WORK TASK:
Which lines run from the one containing "Objective: one point per instance of the eyebrow" to the end of the entries? Quote them exactly, and nothing else.

MATERIAL PROVIDED:
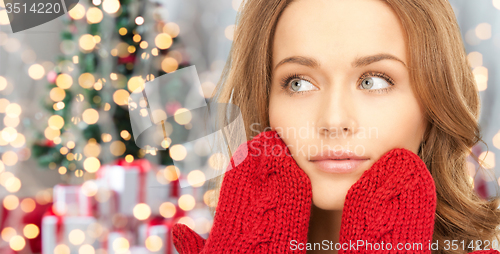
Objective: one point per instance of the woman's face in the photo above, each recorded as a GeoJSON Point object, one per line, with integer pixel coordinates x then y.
{"type": "Point", "coordinates": [346, 67]}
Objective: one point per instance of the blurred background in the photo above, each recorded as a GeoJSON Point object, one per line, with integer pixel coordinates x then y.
{"type": "Point", "coordinates": [73, 180]}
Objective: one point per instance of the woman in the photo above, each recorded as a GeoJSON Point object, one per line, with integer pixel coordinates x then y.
{"type": "Point", "coordinates": [363, 77]}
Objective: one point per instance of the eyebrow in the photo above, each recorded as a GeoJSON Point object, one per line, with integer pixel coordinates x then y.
{"type": "Point", "coordinates": [358, 62]}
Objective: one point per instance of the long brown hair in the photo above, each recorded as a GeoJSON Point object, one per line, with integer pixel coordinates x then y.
{"type": "Point", "coordinates": [441, 79]}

EXERCISE OUTPUT:
Objective: one point per instance of the eyebrow in the photo above, each recorded as a GeoJSON Point object, one per line, with integer pixel coordinates x then y.
{"type": "Point", "coordinates": [358, 62]}
Objective: one point per instance of the long brown hair in the photo above, each recorded as a GeoJSON Point object, one per line, with integer pixel coordinates x then y.
{"type": "Point", "coordinates": [441, 79]}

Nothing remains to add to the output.